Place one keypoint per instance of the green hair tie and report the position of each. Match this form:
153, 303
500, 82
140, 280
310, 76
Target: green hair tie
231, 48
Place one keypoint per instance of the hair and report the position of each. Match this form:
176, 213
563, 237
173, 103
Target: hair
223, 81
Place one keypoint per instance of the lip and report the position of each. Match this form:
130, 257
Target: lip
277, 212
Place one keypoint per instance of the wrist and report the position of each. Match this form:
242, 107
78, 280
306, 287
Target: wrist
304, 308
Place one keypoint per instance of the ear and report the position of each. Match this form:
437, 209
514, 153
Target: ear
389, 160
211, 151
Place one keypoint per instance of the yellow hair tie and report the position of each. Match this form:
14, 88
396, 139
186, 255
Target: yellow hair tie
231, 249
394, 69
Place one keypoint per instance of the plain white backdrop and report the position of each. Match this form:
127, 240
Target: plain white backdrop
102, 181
****************
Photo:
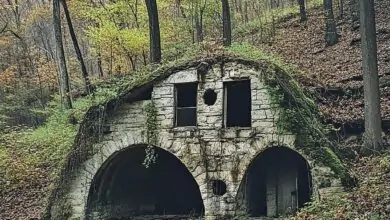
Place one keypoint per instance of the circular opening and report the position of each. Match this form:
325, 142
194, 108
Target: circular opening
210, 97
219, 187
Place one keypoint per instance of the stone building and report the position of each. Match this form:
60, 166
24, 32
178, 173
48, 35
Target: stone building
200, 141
****************
- **What is needed**
Count the lines in the entries above that contain the string "wrist". Matching is case-sensitive. Reply with the number alone.

- **Reply**
2